▸ **PROMPT**
The records below are to be reproduced word for word.

══════

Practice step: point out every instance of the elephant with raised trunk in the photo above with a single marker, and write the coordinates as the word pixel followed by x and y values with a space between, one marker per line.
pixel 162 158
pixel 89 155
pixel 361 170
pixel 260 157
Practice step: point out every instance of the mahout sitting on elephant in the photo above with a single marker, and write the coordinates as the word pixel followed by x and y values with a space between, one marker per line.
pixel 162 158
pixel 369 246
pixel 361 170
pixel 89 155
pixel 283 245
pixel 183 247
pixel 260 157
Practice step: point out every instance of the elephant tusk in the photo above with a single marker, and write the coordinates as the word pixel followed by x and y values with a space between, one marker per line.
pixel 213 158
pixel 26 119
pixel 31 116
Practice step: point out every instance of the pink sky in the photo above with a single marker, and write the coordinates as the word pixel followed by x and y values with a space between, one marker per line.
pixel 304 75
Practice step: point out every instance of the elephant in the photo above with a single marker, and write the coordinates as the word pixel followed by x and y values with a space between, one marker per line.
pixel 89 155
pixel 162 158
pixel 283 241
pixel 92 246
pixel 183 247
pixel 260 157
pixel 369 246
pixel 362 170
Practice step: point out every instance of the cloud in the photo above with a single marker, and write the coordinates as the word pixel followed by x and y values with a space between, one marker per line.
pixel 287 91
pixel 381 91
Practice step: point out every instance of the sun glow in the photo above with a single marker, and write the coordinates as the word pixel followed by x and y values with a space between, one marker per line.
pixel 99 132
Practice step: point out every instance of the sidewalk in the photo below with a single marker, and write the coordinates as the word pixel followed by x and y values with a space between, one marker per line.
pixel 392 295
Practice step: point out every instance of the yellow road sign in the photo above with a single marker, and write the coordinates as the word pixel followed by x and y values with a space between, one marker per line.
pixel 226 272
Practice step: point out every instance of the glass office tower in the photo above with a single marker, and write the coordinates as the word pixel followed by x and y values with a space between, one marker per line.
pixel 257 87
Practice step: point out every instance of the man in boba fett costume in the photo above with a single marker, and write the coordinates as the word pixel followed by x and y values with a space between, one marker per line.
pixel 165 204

══════

▸ **REPLY**
Practice step: point out every instance of the elephant with raised trunk in the photo above with a single marker, and write the coordinates as the word pixel followed by x and y values with a space between, one marker per line.
pixel 162 158
pixel 89 155
pixel 361 170
pixel 260 157
Practice step: point out every instance of the mahout sitting on elephant in the photo above with a single marker, and write the coordinates as the word pixel followed by x and y values with a space between, one marker per line.
pixel 162 158
pixel 369 246
pixel 361 170
pixel 89 155
pixel 283 245
pixel 183 247
pixel 260 157
Practice step: point out every instance of the elephant tusk in the photo above with a single marker, and write the coordinates as the word pixel followed by x and y values with a space between, one marker per line.
pixel 213 158
pixel 26 119
pixel 31 116
Practice step: point out every instance of the pink sky in the photo above with a single marker, and write the coordinates as the word pixel followed by x and y values with a space between, one marker per line.
pixel 304 75
Practice step: point out every instance of the elephant in the photo above with a single marker, and write the coordinates as the word pixel followed by x and y values with a space between, one marker per line.
pixel 89 155
pixel 162 158
pixel 283 241
pixel 92 246
pixel 183 247
pixel 260 157
pixel 369 246
pixel 362 170
Practice step: point out every instance of the cloud in the photo above with a single marker, and write the coordinates as the word pixel followed by x and y values with a space between, one marker per line.
pixel 287 91
pixel 381 91
Practice step: point out every instance of the sun glow in the photo above with a single marker, and write the coordinates as the word pixel followed by x and y values with a space between, one marker per line.
pixel 99 132
Practice step: point out every instance of the sidewalk in the photo below with a single marker, and write the coordinates as the word pixel followed by x and y values with a space between, one marker per line.
pixel 392 295
Practice step: point out every instance of the yellow road sign in the photo above with a single marker, and write the coordinates as the word pixel followed by x and y values with a space between, one marker per line.
pixel 226 272
Practice step: point out every instance of the glass office tower in the photo above with a single marker, and write the coordinates as the word pixel followed by x and y values with a space between, one marker per line.
pixel 257 87
Practice step: point out every instance of the man in boba fett costume in the photo above with a single marker, and write the coordinates as the word pixel followed by x and y values with a space between, one marker per line.
pixel 165 204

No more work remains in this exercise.